Zadania do wykonania →
1. Proszę przetłumaczyć na język angielski poniższe zdanie z orzeczenia w sprawie znęcania się nad psem: „Z. S. został oskarżony o to, że w dniu 27 czerwca 2012 r. w D. woj. (...) znęcał się nad psem należącym do J. W. w ten sposób, że bijąc go nieustalonym twardym przedmiotem zadawał mu ból oraz spowodował u psa obrażenia w postaci krwiaków podspojówkowych obustronnych i obrzęk kufy tj. o czyn z art. 35 ust. 1a ustawy z dnia 21 sierpnia 1997 r. o ochronie zwierząt (Dz. U. z 2003 r. Nr 106 poz. 1002 ze zm.)”.
2. Proszę kontynuować orzeczenie w sprawie znęcania się nad psem, zaczynając bezpośrednio po ostatnim zdaniu jego uzasadnienia.

Tekst źródłowy →
====================

Pełny tekst orzeczenia

Sygn. akt XI Ka 867/13

WYROK

W IMIENIU RZECZYPOSPOLITEJ POLSKIEJ

Dnia 28 listopada 2013r.

Sąd Okręgowy w Lublinie w XI Wydziale Karnym-Odwoławczym

w składzie: Przewodniczący: SSO Włodzimierz Śpiewla

Sędziowie: SO Ewa Bogusz-Patyra-spr.

SO Elżbieta Daniluk

Protokolant: prot. Małgorzata Purc

przy udziale Prokuratora Marty Baranowskiej

po rozpoznaniu w dniu 28 listopada 2013 r.

sprawy Z. S.

oskarżonego z art. 35 ust. 1 a ustawy z dnia 21 sierpnia 1997 r. o ochronie zwierząt

na skutek apelacji wniesionej przez obrońcę oskarżonego

od wyroku Sądu Rejonowego w Puławach VII Zamiejscowy Wydział Karny z siedzibą w Rykach

z dnia 16 maja 2013 r. sygn. akt VII K 214/13

I.  zmienia zaskarżony wyrok w ten sposób, że wysokość zasądzonej opłaty za pierwszą instancję ustala na 110 (sto dziesięć) złotych;

II.  w pozostałej części zaskarżony wyrok utrzymuje w mocy, uznając apelację za oczywiście bezzasadną;

III.  zasądza od oskarżonego na rzecz Skarbu Państwa za postępowanie odwoławcze 110 (sto dziesięć) złotych opłaty oraz 20 (dwadzieścia) złotych tytułem zwrotu poniesionych wydatków.

Sygn. akt XI Ka 867/13

UZASADNIENIE

Z. S. został oskarżony o to, że w dniu 27 czerwca 2012 r. w D. woj. (...) znęcał się nad psem należącym do J. W. w ten sposób, że bijąc go nieustalonym twardym przedmiotem zadawał mu ból oraz spowodował u psa obrażenia w postaci krwiaków podspojówkowych obustronnych i obrzęk kufy tj. o czyn z art. 35 ust. 1a ustawy z dnia 21 sierpnia 1997 r. o ochronie zwierząt (Dz. U. z 2003 r. Nr 106 poz. 1002 ze zm.)

Sąd Rejonowy w Puławach VII Zamiejscowy Wydział Karny z siedzibą w Rykach wyrokiem z dnia 16 maja 2013r. uznał za winnego popełnienia zarzucanego mu czynu, tj. przestępstwa wyczerpującego dyspozycję art. 35 ust. 1a ustawy z dnia 21 sierpnia 1997 r. o ochronie zwierząt i za to na podstawie art. 35 ust. 1a cytowanej ustawy skazał oskarżonego na karę 3 (trzech) miesięcy pozbawienia wolności;. na mocy art. 69 § 1 i 2 kk i art. 70 § 1 pkt 1 kk wykonanie orzeczonej w stosunku do oskarżonego kary pozbawienia wolności warunkowo zawiesił na okres próby wynoszący 2 (dwa) lata; na mocy art. 71 § 1 kk orzekł wobec oskarżonego 50 (pięćdziesiąt) stawek dziennych grzywny ustalając wysokość jednej stawki w oparciu o art. 33 § 3 kk na kwotę 10 (dziesięć) złotych; zasądził od oskarżonego na rzecz Skarbu Państwa kwotę 100 (sto) złotych tytułem opłaty oraz kwotę 90 (dziewięćdziesiąt) tytułem zwrotu wydatków postępowania.

====================

Rekordy zbioru danych →
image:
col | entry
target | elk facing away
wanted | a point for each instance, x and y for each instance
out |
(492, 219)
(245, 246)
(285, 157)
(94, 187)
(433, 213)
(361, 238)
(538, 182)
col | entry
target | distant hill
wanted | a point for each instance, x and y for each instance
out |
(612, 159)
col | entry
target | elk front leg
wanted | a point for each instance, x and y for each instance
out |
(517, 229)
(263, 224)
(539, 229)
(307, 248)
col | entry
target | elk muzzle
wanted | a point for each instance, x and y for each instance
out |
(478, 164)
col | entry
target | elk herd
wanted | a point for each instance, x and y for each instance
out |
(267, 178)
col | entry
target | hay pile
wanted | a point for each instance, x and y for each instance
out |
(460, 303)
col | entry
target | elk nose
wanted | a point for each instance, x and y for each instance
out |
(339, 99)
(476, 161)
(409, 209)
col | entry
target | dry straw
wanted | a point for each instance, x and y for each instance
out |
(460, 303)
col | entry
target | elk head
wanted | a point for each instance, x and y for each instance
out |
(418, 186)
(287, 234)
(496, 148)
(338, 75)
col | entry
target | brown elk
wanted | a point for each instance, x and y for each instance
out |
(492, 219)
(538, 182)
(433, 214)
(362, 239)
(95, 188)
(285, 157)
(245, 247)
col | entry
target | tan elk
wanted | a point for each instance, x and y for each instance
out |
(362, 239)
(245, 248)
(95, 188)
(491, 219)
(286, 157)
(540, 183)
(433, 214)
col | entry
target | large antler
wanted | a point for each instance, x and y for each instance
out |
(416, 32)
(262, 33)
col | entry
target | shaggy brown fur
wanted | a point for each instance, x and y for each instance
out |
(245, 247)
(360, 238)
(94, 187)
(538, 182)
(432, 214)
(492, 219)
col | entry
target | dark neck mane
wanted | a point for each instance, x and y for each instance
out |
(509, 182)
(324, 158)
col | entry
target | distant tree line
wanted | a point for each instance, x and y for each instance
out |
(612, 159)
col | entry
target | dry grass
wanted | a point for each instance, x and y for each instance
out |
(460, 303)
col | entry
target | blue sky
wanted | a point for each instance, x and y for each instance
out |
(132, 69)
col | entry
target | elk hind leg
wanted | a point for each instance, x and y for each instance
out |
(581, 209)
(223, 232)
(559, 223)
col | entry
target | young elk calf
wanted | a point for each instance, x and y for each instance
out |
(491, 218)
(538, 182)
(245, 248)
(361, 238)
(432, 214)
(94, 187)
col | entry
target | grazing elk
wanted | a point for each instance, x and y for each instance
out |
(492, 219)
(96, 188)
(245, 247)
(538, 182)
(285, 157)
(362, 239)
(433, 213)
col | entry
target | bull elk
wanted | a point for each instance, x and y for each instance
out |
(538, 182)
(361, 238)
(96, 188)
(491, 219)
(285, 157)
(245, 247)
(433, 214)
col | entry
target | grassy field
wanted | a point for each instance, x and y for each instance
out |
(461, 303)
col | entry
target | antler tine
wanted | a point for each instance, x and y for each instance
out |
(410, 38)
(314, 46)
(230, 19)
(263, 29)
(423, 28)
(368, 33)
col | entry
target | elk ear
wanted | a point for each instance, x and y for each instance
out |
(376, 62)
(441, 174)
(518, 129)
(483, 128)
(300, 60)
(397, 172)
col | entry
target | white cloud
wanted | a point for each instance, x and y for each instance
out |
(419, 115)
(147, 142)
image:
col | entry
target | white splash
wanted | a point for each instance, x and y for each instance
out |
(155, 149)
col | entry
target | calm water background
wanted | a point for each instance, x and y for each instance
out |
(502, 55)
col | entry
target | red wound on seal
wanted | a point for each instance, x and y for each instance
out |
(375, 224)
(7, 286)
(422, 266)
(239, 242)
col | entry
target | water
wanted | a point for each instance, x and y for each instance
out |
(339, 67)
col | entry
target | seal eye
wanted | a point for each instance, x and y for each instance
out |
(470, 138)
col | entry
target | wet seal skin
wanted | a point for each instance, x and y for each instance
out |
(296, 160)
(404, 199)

====================

Odpowiedzi do zadań →
1. Z. S. was charged with having, on June 27, 2012, in D., (...) Voivodeship, abused a dog belonging to J. W. by beating it with an unidentified hard object, thereby causing it pain and inflicting on the dog injuries in the form of bilateral subconjunctival hematomas and swelling of the muzzle, i.e., with the offense under Article 35(1a) of the Act of August 21, 1997, on the Protection of Animals (Journal of Laws of 2003, No. 106, item 1002, as amended).

2.
Od powyższego wyroku apelację wniósł obrońca oskarżonego. Zaskarżył powyższy wyrok w całości na korzyść oskarżonego Z. S.. Wyrokowi zarzucił:

1. obrazę przepisów prawa materialnego: art. 35 ust. 1 ustawy z dnia 21 sierpnia 1997 r. „o ochronie zwierząt (Dz. Z 2003 r., Nr 106 poz. 1002 ze zm.) poprzez uznanie (przyjmując ustalony przez Sąd stan faktyczny), że zachowanie oskarżonego polegające na jednorazowym uderzeniu psa należącego do J. W. stanowi występek określony w w/w przepisie, podczas gdy takie jednorazowe zachowanie podjęte w celu przepędzenia psa z posesji i ochrony należących do oskarżonego kur, nie może być uznane za znęcanie się nad zwierzęciem;

2. obrazę przepisów prawa procesowego mającą wpływ na treść orzeczenia tj. art. 2 § 2 kpk: poprzez oparcie rozstrzygnięcia o nieprawdziwe ustalenia faktyczne, 4 kpk poprzez nieuwzględnienie okoliczności przemawiających na korzyść oskarżonego 5 § 2 kpk; poprzez rozstrzygnięcie nie dających się usunąć wątpliwości na niekorzyść oskarżonego art. 7 kpk, poprzez przekroczenie przez Sąd I-ej instancji granic swobodnej oceny dowodów i dokonanie dowolnej analizy zebranego materiału dowodowego, które to naruszenia doprowadziły w konsekwencji do uznania, iż oskarżony popełnił przestępstwo podczas gdy zgromadzony w sprawie materiał dowodowy w szczególności wyjaśnienia samego oskarżonego oraz świadka B. S., iż oskarżony Z. S. nie dopuścił się popełnienia zarzucanego mu czynu;

3. błąd w ustaleniach faktycznych przyjętych za podstawę wyroku i mających wpływ na jego treść przez przyjęcie za udowodnione, że oskarżony Z. S. dopuścił się popełnienia zarzucanego mu czynu, podczas gdy zebrany materiał dowodowy w szczególności wyjaśnienia samego oskarżonego oraz świadka B. S., którzy byli obecni na miejscu zdarzenia prowadzi do wniosku przeciwnego.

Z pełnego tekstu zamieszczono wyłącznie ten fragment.